-- Exercise goal --
Write out every record below exactly, leaving the pictures out.

-- Supplied material --
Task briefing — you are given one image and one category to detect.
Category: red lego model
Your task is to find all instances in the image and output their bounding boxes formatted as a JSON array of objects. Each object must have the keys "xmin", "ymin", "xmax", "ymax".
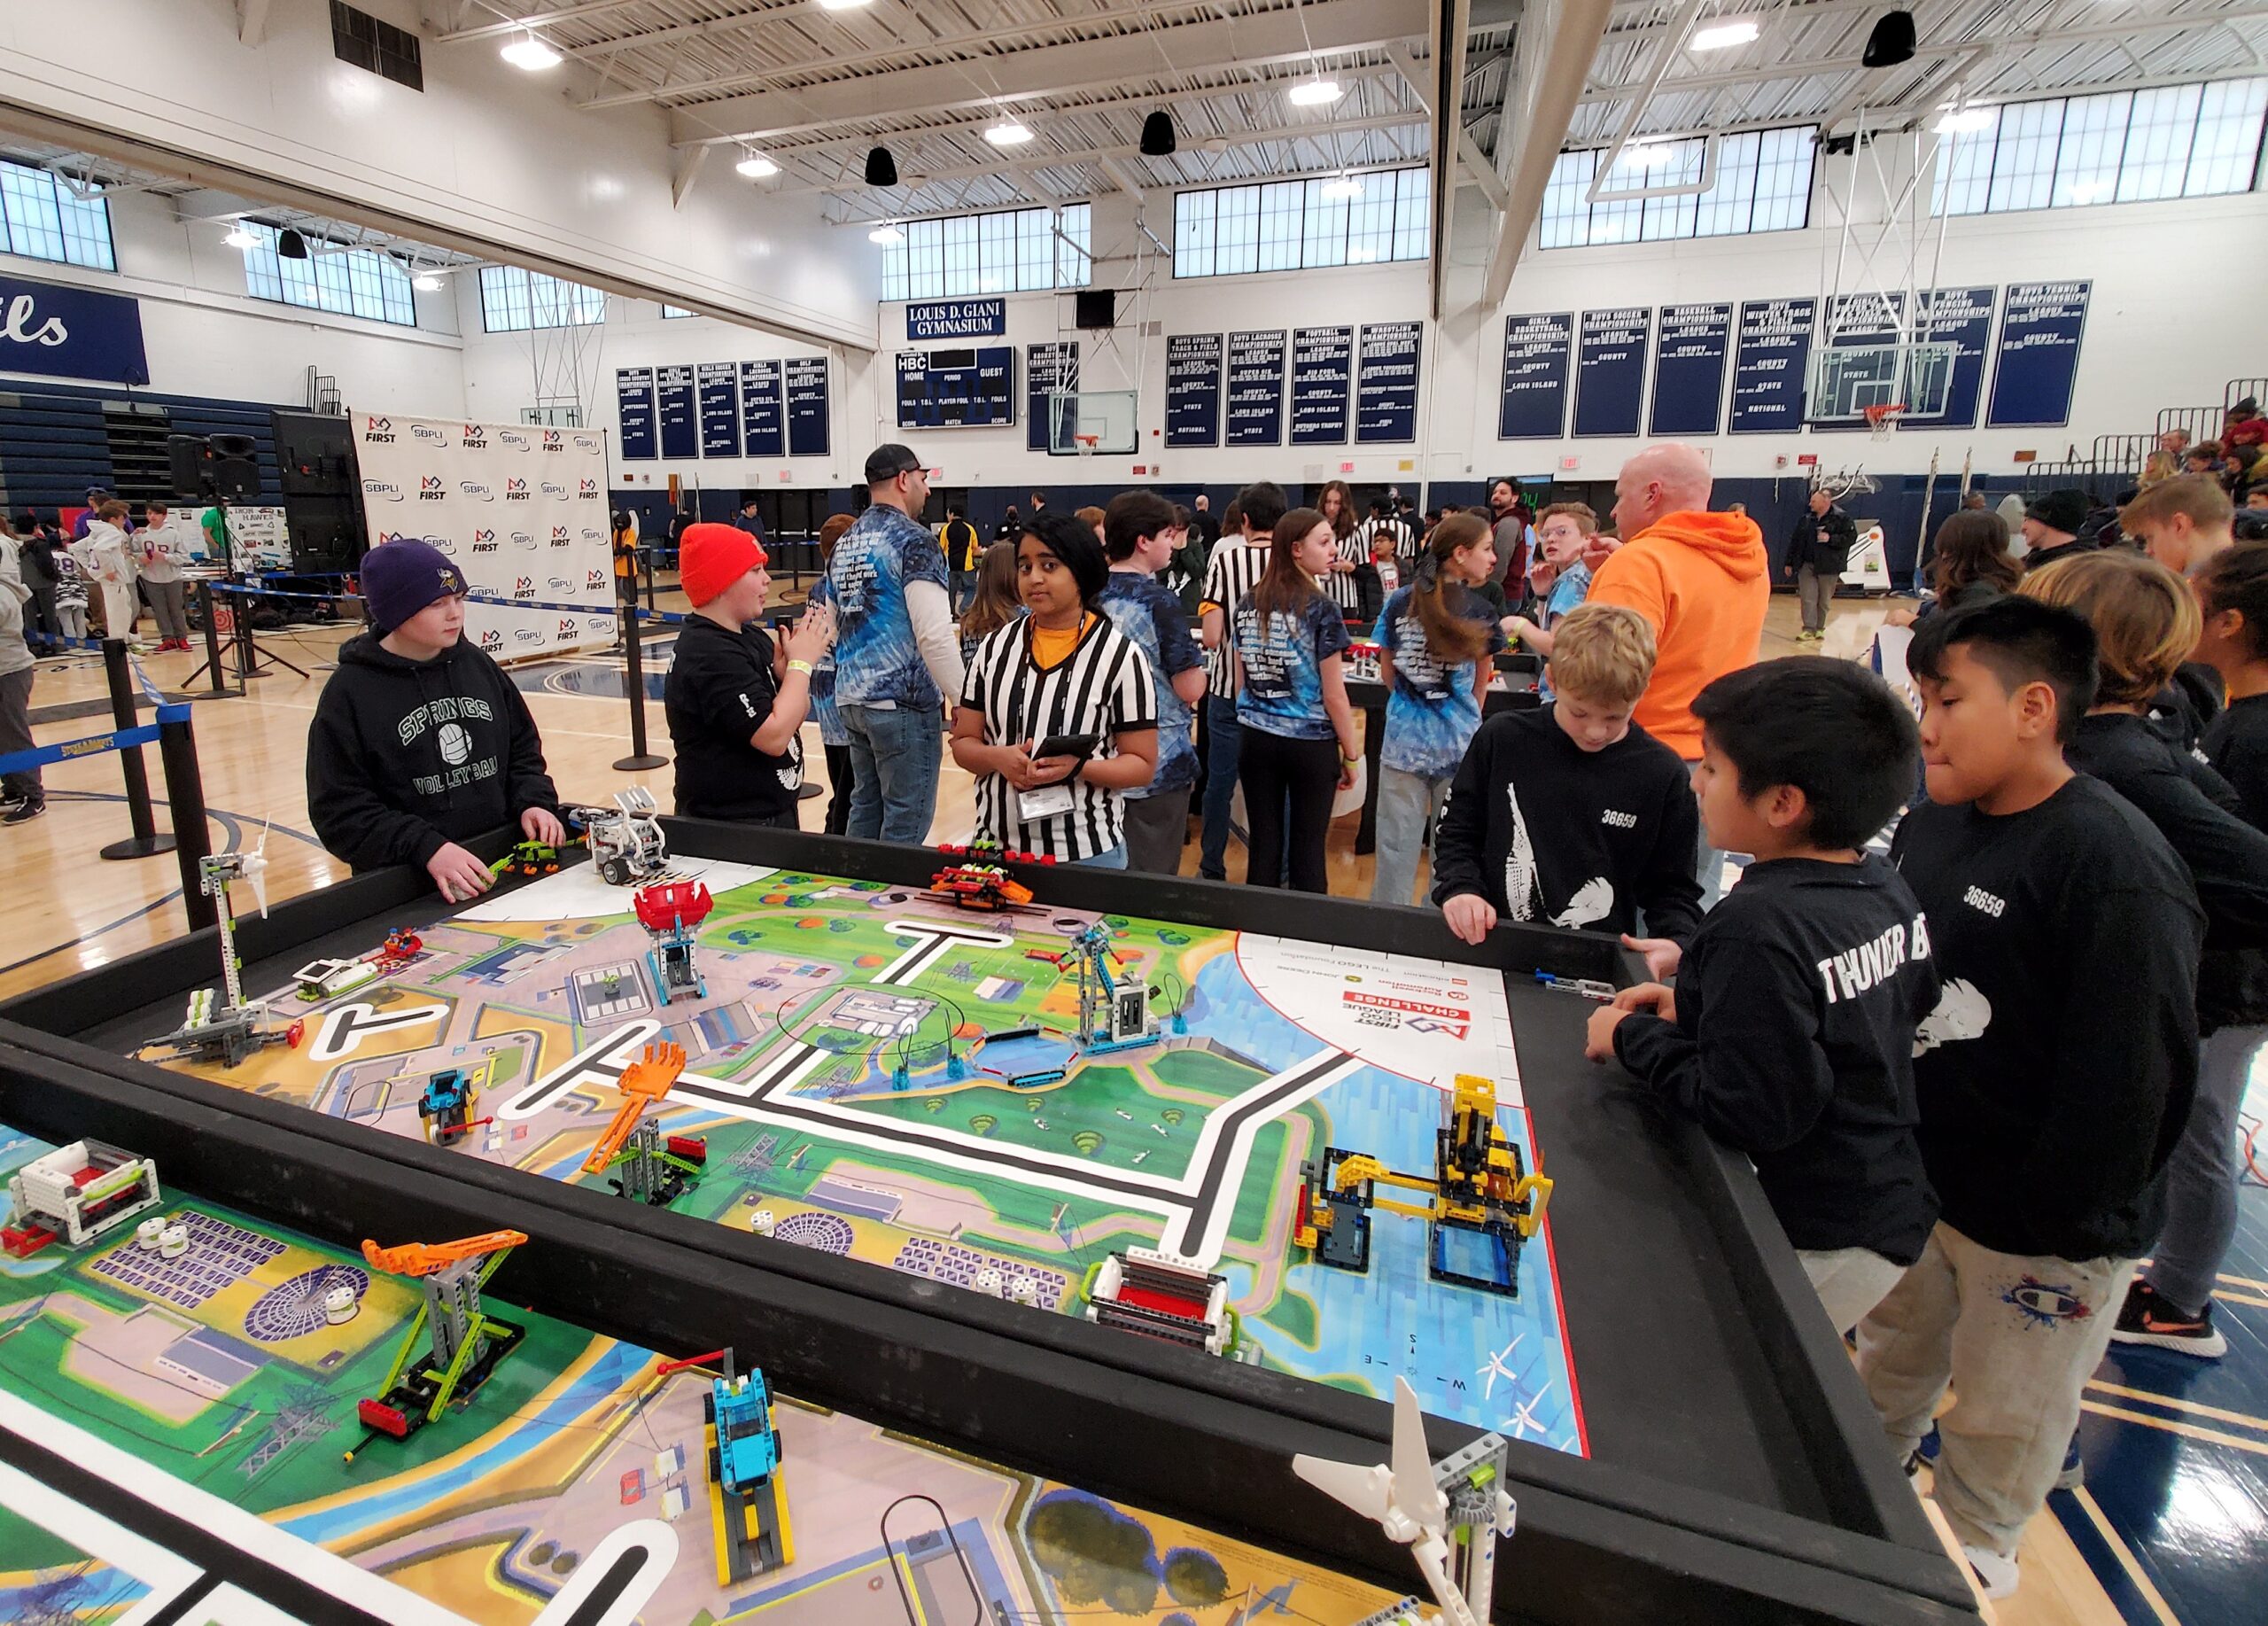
[
  {"xmin": 929, "ymin": 840, "xmax": 1052, "ymax": 912},
  {"xmin": 372, "ymin": 929, "xmax": 423, "ymax": 967},
  {"xmin": 633, "ymin": 880, "xmax": 715, "ymax": 935}
]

-- Answer to this task --
Task briefing — you are given one image and one category to detect.
Category: red lego model
Your task is to find all instances in the image and output their bounding boxes formatted as a JSON array of objects. Each object must have the keys "xmin", "ymin", "xmax", "ymax".
[
  {"xmin": 929, "ymin": 840, "xmax": 1052, "ymax": 912},
  {"xmin": 372, "ymin": 929, "xmax": 423, "ymax": 967},
  {"xmin": 633, "ymin": 880, "xmax": 715, "ymax": 935}
]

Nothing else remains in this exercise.